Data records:
════════

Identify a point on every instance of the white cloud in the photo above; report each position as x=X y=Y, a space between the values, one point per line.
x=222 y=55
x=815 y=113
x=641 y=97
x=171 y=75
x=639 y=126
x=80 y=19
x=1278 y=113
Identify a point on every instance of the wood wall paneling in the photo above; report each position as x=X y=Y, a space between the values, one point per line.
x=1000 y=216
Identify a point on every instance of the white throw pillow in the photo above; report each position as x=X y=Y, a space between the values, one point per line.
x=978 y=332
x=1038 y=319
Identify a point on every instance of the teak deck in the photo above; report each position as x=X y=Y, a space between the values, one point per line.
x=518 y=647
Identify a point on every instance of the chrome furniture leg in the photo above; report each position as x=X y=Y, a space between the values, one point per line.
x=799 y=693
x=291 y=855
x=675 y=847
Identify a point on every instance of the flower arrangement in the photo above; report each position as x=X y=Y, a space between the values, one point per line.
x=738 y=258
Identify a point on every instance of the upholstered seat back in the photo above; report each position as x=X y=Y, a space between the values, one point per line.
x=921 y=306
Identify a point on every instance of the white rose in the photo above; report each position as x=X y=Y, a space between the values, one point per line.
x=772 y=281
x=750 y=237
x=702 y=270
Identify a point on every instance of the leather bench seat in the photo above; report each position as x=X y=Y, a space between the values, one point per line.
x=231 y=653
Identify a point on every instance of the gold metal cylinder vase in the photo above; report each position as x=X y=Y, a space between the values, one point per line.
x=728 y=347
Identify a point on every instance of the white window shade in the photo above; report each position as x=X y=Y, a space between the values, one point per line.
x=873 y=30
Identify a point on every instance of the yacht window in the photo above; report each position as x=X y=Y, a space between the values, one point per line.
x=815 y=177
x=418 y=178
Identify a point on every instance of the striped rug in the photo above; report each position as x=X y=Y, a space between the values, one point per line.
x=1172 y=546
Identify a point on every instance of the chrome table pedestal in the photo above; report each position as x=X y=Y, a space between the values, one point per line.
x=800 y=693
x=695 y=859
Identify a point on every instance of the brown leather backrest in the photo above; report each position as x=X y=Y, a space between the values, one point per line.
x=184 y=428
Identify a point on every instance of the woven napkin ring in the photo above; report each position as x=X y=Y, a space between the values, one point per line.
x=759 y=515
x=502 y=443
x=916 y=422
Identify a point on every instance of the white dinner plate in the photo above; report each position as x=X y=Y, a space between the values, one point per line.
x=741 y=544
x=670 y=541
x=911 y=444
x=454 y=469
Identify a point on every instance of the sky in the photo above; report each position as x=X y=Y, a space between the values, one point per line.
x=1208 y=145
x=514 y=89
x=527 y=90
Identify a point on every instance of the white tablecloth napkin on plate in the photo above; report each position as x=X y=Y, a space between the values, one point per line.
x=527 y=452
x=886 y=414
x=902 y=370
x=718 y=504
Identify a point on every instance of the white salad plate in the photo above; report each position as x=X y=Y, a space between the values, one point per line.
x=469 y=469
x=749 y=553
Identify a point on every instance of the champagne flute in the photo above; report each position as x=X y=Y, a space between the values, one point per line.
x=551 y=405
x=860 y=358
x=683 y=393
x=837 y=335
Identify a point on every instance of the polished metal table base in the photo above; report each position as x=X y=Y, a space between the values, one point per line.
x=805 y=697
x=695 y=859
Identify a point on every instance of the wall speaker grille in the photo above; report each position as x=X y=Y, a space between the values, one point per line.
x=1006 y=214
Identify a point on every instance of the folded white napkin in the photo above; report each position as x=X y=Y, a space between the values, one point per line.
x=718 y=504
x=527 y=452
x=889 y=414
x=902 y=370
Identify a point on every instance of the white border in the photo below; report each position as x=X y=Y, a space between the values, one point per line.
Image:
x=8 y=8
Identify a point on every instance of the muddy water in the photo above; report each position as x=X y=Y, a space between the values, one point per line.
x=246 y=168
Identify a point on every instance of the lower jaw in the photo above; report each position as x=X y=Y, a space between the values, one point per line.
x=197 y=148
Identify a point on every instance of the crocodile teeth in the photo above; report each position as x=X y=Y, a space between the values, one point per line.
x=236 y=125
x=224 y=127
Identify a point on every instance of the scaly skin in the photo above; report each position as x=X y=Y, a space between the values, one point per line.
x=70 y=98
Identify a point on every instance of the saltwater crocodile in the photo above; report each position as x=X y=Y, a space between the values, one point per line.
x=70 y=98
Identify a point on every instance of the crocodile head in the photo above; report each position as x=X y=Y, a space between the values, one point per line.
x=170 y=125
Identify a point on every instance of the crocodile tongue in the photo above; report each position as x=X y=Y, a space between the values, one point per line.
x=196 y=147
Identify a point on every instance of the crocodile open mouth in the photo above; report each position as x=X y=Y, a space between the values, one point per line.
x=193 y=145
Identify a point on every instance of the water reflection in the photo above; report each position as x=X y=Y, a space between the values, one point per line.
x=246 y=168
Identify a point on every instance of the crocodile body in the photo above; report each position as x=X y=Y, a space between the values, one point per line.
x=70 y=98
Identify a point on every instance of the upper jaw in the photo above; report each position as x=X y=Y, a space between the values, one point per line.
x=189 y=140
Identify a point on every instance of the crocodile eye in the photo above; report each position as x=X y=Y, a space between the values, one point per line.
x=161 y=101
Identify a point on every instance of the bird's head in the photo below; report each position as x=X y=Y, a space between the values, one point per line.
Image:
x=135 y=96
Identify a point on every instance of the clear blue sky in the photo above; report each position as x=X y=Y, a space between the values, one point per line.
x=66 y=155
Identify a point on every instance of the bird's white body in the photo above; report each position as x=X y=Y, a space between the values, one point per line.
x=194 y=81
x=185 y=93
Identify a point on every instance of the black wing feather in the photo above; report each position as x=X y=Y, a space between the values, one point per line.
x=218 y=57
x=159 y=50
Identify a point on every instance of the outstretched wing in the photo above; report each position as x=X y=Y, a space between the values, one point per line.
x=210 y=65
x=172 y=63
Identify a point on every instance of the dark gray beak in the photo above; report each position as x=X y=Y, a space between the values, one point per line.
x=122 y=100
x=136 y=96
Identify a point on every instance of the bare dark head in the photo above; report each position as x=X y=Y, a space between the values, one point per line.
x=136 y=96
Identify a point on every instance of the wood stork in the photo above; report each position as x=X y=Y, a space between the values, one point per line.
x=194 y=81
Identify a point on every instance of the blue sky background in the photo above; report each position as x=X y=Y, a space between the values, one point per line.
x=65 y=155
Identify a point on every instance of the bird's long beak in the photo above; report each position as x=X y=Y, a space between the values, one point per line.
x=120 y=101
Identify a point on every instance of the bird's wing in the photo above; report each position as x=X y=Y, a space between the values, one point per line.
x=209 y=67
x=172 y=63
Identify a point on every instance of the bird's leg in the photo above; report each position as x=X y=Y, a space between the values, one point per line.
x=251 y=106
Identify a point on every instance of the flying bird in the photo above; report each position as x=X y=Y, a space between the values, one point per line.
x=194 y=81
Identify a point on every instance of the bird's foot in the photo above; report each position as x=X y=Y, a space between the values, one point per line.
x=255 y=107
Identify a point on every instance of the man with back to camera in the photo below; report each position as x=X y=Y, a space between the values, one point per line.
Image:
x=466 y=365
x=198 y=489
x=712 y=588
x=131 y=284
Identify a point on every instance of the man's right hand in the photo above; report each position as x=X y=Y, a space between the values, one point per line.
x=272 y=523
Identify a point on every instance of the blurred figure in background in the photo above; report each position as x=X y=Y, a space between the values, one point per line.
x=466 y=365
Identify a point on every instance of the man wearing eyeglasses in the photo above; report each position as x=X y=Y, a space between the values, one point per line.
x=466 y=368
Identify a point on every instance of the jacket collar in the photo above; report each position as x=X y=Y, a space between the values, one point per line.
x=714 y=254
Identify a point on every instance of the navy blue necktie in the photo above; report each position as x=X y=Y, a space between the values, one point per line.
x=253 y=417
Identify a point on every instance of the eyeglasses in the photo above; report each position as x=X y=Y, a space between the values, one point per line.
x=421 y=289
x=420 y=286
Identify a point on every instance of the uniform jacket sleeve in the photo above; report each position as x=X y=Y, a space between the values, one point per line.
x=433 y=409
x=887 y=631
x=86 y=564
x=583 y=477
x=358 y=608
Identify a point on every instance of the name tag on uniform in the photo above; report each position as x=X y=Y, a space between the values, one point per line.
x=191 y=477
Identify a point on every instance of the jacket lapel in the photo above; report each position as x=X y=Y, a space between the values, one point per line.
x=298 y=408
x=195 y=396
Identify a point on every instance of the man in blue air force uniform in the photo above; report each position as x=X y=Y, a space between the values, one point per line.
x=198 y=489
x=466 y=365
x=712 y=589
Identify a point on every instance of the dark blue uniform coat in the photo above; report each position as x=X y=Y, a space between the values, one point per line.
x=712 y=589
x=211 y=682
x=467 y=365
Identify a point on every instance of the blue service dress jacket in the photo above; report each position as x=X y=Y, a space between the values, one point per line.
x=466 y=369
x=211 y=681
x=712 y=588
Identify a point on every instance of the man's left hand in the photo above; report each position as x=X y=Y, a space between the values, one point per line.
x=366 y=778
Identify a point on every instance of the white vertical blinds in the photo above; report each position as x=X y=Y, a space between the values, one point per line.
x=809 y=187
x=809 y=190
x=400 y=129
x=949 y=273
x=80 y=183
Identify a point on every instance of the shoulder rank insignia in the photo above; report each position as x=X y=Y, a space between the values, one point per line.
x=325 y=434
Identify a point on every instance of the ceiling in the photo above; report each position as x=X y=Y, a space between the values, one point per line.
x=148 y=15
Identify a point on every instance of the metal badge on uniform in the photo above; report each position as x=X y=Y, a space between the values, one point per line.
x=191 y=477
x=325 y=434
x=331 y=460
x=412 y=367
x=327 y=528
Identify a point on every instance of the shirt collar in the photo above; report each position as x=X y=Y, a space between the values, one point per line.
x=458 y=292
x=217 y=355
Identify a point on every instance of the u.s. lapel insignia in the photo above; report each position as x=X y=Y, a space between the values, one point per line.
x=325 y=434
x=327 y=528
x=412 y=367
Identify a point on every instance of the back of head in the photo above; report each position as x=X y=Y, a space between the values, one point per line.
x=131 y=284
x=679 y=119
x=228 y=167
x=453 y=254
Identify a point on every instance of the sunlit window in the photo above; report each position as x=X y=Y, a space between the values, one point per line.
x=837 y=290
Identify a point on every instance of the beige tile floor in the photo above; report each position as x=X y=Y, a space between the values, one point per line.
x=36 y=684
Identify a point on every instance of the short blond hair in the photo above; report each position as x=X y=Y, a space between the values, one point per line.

════════

Task description:
Rescale the lines from the one containing "Identify a point on every instance of the sunlit" through the end of the items, both ends included, by multiplying every coordinate in the answers by 2.2 and rounding to whole numbers, with halves rounded up. Write out only those lines again, and keep the lines that contain no coordinates unchanged.

Output of the exercise:
Identify a point on every instance of the sunlit window in the photo above; report each position as x=X y=Y, a space between the values, one point per line.
x=1841 y=638
Identify a point on every instance of the beige tile floor in the photo above; report each position as x=X y=Y, a space between the values, one point per line.
x=79 y=1505
Identify a point on every instance of the short blond hair in the photo above; report each position as x=X y=Y, a space between the values, one point per line.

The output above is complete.